Beneath this task is a listing; retype all of it exactly.

#####

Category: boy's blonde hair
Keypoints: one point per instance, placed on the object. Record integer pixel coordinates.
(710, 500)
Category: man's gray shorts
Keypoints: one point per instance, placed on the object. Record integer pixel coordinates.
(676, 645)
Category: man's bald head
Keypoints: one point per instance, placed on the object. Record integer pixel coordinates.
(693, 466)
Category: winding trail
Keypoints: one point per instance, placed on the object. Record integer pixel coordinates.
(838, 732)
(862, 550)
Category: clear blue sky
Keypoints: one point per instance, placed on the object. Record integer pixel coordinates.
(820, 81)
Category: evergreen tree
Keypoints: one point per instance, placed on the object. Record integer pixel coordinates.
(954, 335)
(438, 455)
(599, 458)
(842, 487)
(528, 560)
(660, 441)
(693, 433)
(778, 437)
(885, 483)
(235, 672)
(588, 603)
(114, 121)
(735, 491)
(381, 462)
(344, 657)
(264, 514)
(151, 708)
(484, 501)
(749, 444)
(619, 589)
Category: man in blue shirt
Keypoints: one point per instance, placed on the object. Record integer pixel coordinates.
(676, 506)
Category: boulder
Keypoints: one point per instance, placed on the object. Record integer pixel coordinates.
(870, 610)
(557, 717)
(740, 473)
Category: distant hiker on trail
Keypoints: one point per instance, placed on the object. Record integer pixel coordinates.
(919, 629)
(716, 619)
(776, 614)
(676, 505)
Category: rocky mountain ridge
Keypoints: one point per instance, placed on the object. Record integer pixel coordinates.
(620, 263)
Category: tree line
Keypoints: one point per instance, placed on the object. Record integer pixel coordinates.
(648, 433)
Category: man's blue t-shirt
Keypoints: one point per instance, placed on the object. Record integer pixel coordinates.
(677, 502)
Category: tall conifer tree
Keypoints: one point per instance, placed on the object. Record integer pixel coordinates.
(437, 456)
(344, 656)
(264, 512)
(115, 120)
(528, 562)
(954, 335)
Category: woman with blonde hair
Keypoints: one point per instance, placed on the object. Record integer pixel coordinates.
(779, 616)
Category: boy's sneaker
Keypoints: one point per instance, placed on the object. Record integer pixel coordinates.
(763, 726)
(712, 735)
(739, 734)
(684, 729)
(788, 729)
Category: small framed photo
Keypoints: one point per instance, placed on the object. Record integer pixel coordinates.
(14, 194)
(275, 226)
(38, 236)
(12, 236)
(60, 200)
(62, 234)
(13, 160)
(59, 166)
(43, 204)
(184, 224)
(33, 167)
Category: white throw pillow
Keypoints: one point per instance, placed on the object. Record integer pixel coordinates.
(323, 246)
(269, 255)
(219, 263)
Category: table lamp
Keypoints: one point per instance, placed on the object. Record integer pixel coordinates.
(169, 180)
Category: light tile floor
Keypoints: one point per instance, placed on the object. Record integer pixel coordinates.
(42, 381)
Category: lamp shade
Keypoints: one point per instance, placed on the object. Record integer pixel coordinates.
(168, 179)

#####

• **Reply**:
Category: boy's blonde hair
Keypoints: one point per instance, placed on the object. Record integer pixel coordinates.
(710, 500)
Category: man's gray shorts
Keypoints: one point per instance, placed on the object. Record integer pixel coordinates.
(676, 645)
Category: man's bald head
Keypoints: one point per instance, placed on the object. Record integer pixel coordinates.
(693, 466)
Category: winding trail
Keypoints: one point per instance, placed on the object. Record integer pixel coordinates.
(838, 732)
(862, 550)
Category: clear blue sky
Keypoints: one point per instance, placed on the object. Record integer pixel coordinates.
(820, 81)
Category: evergreen tree
Keypoints: one point per instance, placed on the object. Record integer pixel coordinates.
(954, 335)
(438, 455)
(599, 458)
(842, 487)
(528, 560)
(660, 441)
(693, 433)
(778, 437)
(885, 483)
(235, 672)
(588, 603)
(114, 121)
(735, 491)
(381, 462)
(344, 657)
(264, 514)
(151, 708)
(484, 501)
(749, 444)
(619, 589)
Category: man in blue shirt
Keypoints: one point per instance, placed on the object. Record integer pixel coordinates.
(676, 506)
Category: boulder
Keypoints: one point per instance, placed on the object. Record integer pixel coordinates.
(870, 610)
(557, 717)
(740, 473)
Category: distant hiker on trail
Keypoints: one point per instance, placed on the object. Record integer pixel coordinates.
(919, 629)
(716, 619)
(776, 614)
(676, 505)
Category: rocky mountain ridge
Keypoints: one point per instance, placed on the object. Record integer pixel coordinates.
(620, 263)
Category: tree line
Keypoints: one point per instance, placed on the object. Record integer pixel coordinates.
(648, 433)
Category: man's blue t-shirt
Keypoints: one point per instance, placed on the object. Record integer pixel coordinates.
(677, 502)
Category: tall conifer tree
Keypoints: one point per instance, placed on the object. Record integer pixel coordinates.
(437, 456)
(344, 656)
(264, 512)
(115, 120)
(528, 562)
(954, 335)
Category: woman with blonde hair
Keypoints: one point per instance, placed on the object. Record integer pixel coordinates.
(779, 616)
Category: boy's sneaker
Keypoints: one point per instance, placed on the object. Record integer pixel coordinates.
(763, 726)
(712, 735)
(739, 734)
(684, 729)
(788, 729)
Category: small framed photo
Keypoints: one point per instance, placed on the object. Record integer pixel coordinates.
(14, 194)
(275, 226)
(38, 236)
(12, 236)
(60, 200)
(62, 234)
(13, 160)
(59, 166)
(43, 204)
(184, 224)
(33, 167)
Category: white throw pillow
Keypoints: one point per instance, placed on the object. Record integer pixel coordinates.
(323, 246)
(269, 255)
(219, 263)
Category: table lamp
Keypoints: one point per instance, placed on the object. Record integer pixel coordinates.
(169, 180)
Category: light tile floor
Keypoints: one point per instance, placed on the object. Record integer pixel coordinates.
(42, 381)
Category: lamp shade
Keypoints: one point per instance, placed on the object. Record integer pixel coordinates.
(168, 179)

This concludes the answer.